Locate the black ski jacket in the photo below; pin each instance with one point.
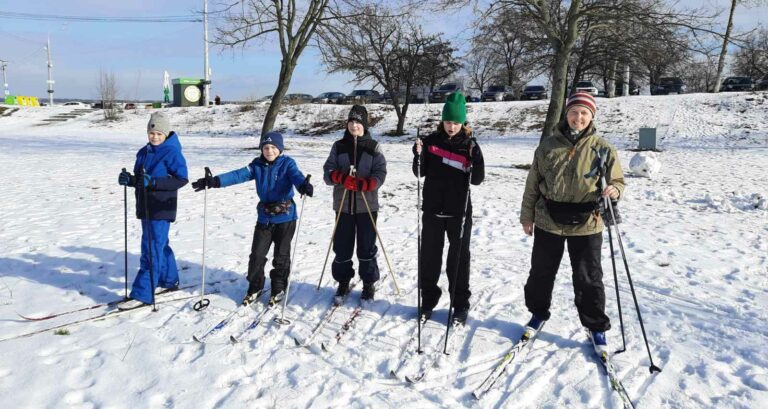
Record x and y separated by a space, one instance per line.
445 166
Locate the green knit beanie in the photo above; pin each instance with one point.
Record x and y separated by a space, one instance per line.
455 109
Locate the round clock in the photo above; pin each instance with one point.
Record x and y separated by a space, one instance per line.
192 94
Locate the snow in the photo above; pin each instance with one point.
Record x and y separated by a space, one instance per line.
696 240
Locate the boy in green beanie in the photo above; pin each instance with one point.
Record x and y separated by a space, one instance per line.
451 162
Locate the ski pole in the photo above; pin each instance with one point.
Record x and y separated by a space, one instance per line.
281 320
149 238
125 229
381 242
333 235
458 256
652 368
602 156
204 302
616 282
418 244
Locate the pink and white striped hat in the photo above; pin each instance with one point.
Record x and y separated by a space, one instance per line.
582 99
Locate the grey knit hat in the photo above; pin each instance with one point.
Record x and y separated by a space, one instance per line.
159 122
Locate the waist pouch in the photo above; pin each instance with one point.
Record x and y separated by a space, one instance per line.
570 214
275 208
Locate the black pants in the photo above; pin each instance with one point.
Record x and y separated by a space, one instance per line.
589 293
263 237
353 226
433 235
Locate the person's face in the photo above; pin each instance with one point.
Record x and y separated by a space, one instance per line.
156 138
451 128
270 152
579 117
355 128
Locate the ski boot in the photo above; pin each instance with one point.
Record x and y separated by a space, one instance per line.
341 292
533 327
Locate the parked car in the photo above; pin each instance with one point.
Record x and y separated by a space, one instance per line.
634 89
534 92
442 92
363 96
586 86
498 93
329 98
298 98
668 85
737 84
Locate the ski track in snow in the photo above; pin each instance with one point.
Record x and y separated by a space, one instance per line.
695 238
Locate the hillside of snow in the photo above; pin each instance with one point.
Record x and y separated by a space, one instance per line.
696 240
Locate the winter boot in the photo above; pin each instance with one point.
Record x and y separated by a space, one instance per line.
599 342
341 292
533 327
254 291
460 316
369 291
129 304
276 298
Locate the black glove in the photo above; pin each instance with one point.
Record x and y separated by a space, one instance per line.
125 178
606 214
306 188
206 182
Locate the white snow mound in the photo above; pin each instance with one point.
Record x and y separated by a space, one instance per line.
645 164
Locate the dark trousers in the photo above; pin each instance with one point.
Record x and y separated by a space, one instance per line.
263 237
589 293
350 226
433 232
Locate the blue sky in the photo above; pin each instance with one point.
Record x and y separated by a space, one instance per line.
138 53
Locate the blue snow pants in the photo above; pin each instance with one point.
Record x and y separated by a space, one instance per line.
164 269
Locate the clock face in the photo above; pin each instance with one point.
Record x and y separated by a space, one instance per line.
192 94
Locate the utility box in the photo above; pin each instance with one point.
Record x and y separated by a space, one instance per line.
187 92
648 141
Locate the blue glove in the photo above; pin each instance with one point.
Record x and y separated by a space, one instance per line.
125 179
306 188
147 181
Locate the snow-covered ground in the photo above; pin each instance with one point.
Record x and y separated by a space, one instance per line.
696 239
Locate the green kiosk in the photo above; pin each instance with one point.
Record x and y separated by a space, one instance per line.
188 92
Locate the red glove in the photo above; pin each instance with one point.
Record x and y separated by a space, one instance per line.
359 184
337 177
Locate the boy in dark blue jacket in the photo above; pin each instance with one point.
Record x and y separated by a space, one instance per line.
275 176
160 170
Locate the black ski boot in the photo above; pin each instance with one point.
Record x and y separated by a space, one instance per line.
341 292
369 291
460 316
254 290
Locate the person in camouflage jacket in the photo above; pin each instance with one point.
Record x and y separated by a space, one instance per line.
560 205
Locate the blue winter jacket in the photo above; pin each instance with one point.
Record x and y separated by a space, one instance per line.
168 168
274 183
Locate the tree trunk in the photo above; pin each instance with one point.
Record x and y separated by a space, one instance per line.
724 51
559 79
283 82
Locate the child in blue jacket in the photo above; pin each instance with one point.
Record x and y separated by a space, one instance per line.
275 175
160 170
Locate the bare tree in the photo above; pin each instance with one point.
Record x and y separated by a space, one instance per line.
293 25
752 58
107 90
391 51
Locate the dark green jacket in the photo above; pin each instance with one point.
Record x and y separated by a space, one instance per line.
557 173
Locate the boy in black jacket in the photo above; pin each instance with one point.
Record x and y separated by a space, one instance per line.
451 157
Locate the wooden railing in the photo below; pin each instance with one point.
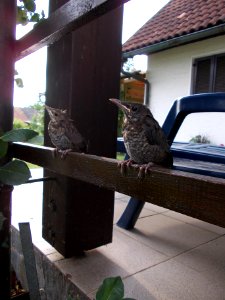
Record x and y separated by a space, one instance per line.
192 194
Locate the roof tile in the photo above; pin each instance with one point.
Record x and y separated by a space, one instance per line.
177 18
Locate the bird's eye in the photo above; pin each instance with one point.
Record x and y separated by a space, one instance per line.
133 108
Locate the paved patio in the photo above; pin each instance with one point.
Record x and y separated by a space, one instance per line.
168 256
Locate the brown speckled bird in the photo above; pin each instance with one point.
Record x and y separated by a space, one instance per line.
144 139
63 134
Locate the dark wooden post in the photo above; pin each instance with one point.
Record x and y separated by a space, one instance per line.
7 36
83 72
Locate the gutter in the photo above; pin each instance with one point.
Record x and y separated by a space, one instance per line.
140 78
177 41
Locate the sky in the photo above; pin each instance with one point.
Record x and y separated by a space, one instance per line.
136 14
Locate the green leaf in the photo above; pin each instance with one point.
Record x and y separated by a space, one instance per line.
19 82
19 135
3 148
14 173
30 5
35 17
111 289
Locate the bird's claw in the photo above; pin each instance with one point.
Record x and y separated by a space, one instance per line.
62 153
143 170
125 164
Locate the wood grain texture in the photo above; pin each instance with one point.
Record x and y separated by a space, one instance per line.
195 195
65 19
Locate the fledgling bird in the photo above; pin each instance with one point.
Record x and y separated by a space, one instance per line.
63 133
144 139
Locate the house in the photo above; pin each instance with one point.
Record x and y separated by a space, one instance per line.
24 114
185 44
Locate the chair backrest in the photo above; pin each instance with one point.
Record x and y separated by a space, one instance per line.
210 102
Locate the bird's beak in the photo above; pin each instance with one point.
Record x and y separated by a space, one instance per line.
123 107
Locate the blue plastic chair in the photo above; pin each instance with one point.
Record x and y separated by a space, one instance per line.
210 102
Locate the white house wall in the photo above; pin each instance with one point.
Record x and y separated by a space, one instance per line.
169 74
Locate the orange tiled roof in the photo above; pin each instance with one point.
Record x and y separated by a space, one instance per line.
178 18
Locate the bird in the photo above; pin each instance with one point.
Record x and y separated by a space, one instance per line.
144 140
63 133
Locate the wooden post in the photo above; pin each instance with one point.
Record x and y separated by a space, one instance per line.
83 72
7 37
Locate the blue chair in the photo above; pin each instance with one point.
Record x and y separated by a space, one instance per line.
210 102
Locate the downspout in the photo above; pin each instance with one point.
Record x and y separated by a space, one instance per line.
140 78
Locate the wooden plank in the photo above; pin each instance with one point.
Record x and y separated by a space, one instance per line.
85 223
7 37
65 19
195 195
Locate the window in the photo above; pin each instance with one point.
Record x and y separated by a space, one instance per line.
209 74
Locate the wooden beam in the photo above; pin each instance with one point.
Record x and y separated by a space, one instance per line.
195 195
7 38
65 19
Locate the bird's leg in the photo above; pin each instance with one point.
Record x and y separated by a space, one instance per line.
125 164
55 152
143 169
64 152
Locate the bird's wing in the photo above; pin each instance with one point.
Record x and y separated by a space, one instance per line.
154 132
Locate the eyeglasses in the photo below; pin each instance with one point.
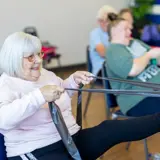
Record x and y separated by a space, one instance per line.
32 57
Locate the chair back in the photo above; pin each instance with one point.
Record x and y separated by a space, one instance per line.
2 148
110 98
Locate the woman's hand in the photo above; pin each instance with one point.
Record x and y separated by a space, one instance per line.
82 77
51 92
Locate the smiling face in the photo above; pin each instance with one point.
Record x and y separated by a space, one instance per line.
32 67
121 32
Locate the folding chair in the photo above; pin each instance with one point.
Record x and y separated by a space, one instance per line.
92 85
111 103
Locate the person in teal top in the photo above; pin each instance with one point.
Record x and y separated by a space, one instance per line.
131 59
99 39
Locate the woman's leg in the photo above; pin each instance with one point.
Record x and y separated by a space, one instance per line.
93 142
148 106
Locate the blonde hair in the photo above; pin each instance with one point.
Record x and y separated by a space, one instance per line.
114 20
15 47
103 12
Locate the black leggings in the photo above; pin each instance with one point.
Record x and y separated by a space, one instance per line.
93 142
148 106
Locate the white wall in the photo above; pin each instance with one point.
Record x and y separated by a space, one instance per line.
66 23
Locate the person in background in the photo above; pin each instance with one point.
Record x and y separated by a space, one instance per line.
25 119
151 35
99 39
125 61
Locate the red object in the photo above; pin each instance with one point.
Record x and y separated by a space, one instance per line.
48 50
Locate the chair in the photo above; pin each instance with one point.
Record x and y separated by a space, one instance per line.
110 99
2 148
89 68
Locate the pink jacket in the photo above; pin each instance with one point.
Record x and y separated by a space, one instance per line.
25 120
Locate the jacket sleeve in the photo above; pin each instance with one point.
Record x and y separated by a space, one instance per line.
13 109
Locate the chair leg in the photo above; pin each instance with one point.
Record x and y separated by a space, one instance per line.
146 149
87 101
128 145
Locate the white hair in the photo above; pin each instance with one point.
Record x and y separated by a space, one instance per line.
103 12
15 47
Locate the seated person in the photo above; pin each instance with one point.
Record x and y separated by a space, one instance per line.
25 120
126 14
151 35
99 40
124 61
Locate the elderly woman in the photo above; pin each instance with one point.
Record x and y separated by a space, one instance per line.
133 63
99 39
25 120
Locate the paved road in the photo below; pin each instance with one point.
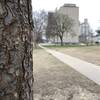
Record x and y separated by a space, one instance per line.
90 70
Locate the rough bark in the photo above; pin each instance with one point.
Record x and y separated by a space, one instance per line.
16 72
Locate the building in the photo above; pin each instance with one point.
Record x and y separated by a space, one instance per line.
73 12
86 33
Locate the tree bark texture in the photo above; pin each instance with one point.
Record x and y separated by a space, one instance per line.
16 68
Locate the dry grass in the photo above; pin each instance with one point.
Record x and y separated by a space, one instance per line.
57 81
87 53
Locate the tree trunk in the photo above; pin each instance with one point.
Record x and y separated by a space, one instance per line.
16 69
61 39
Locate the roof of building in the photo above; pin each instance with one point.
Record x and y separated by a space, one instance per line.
69 5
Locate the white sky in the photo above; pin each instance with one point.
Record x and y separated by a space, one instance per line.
87 9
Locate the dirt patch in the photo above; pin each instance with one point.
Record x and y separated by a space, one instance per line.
56 81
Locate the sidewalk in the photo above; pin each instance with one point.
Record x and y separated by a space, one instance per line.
89 70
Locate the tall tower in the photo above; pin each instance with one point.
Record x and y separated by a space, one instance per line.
73 12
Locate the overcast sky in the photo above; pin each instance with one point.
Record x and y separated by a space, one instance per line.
87 9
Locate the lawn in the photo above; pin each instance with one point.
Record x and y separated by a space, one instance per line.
56 81
87 53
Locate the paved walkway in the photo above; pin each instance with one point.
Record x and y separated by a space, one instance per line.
89 70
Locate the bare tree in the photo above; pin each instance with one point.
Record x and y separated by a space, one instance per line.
16 69
40 22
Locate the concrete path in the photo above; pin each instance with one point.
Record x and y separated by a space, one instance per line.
91 71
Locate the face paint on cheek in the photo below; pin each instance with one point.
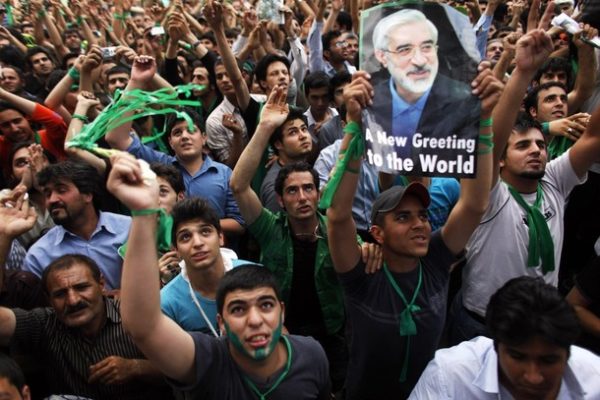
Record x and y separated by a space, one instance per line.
259 354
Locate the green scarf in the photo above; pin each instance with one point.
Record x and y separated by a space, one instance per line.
540 240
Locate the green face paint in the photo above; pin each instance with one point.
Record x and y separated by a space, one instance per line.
259 354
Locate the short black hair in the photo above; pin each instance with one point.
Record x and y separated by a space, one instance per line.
190 209
316 80
245 277
32 51
286 170
83 175
555 64
171 174
174 118
328 37
531 100
293 114
66 262
527 307
260 71
10 370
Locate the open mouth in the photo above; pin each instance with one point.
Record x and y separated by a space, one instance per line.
258 341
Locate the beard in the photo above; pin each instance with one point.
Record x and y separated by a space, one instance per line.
402 79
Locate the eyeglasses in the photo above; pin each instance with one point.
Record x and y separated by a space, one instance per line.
426 49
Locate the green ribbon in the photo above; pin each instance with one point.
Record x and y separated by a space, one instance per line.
163 233
540 240
406 320
558 145
355 150
129 102
252 385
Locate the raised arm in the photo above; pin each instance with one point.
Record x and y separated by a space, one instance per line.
586 150
274 114
474 193
85 101
214 15
14 221
157 336
585 82
341 230
531 52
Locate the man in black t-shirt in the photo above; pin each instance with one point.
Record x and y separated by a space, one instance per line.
397 314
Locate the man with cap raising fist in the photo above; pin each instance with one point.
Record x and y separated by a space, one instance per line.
397 314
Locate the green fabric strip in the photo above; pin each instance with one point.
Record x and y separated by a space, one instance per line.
163 234
540 239
355 150
138 102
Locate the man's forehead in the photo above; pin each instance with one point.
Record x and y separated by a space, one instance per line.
74 274
299 178
551 91
408 30
183 124
292 124
193 224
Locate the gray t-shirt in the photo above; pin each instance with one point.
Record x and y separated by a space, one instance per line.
218 377
377 350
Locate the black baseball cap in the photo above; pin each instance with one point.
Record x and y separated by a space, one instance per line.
389 199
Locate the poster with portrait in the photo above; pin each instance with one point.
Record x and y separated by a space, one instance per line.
424 120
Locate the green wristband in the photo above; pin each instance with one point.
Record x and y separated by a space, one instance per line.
486 123
74 73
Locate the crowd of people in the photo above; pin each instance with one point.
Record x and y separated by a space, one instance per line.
187 212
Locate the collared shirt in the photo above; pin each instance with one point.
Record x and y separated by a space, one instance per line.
68 354
274 235
406 116
111 232
368 187
315 56
211 182
470 371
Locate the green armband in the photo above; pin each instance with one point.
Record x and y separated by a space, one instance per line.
488 141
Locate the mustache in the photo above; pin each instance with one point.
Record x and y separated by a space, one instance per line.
419 69
56 205
75 308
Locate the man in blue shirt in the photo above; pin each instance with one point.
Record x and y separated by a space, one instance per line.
72 192
202 176
189 299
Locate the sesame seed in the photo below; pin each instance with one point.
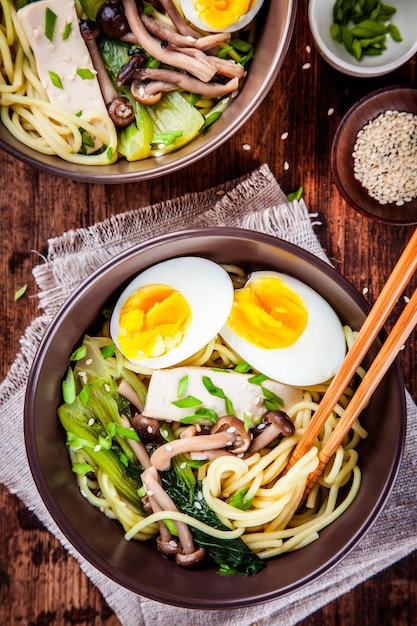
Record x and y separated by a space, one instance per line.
385 157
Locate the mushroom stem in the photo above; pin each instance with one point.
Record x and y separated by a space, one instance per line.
161 458
164 33
203 71
228 434
119 108
168 80
159 496
274 423
127 391
137 446
180 24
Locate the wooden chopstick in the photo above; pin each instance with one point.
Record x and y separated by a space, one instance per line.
377 370
397 281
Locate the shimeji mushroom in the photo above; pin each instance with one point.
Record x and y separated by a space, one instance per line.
200 68
186 553
149 84
274 424
227 434
119 108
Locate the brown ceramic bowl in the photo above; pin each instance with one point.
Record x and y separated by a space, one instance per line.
395 98
276 22
137 565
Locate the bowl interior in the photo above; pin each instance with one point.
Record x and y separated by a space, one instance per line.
397 53
276 21
367 109
137 565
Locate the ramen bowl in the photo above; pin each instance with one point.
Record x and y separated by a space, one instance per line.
137 565
275 26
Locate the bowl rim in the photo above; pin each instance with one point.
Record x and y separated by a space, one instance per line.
80 544
353 69
169 163
355 108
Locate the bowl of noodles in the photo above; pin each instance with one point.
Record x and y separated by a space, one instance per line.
171 513
138 100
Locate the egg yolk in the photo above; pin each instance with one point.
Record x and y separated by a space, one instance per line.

- - -

Skip the pictures and write out exactly the lines from the line containing "Locate the man in blue" through the end of the listing above.

Locate the man in blue shirt in the photo above; pin each instance with one point.
Record x and y separated by a space, one instance per line.
72 192
202 176
189 299
Locate the sesame seed in the photo below; pin each instance with one point.
Record x and y separated by a space, one instance per line.
385 157
Locate the mushroom stem in the photo above; pin each instance with one point.
Record x and y separated by a space, one instance per line.
161 458
164 33
203 71
228 434
119 108
168 80
159 496
274 423
127 391
137 446
180 24
Locate the wooden chopstick in the photo above; pin each instance with one point.
Record x and y separated by a space, one instance per line.
377 370
397 281
Locate the shimeji mushroom in the photo above; pin each instance with one point.
Record x and y separated by a space, one instance per line.
200 68
186 553
149 84
274 424
227 434
119 108
Locate the brown ceramic bowl in the photo above; pin each instance with one point.
Record x and y separated by a space, one instance per line.
395 98
276 22
137 565
Locate the bowl interior in the photo above; pin each instance with one point.
Record x and y separated by a space, one instance per line.
397 53
276 21
367 109
137 565
Locate the ramen bowl in the photo above; pin each instance with one point.
Record x and y separated by a space, one instance per line.
137 565
275 26
Locate the bowl rim in the photo above; pin each instance with one point.
Record x and y separated by a space, one instance per line.
80 544
353 69
169 163
355 108
Locate the bowl of noodles in the photo above; pin each instance with one point.
Record x and y separated by a space, one instance per line.
171 513
138 100
Locate the egg yolk in the photo above; pin each instance with one point.
Record x and y separated by a space, one instance per line.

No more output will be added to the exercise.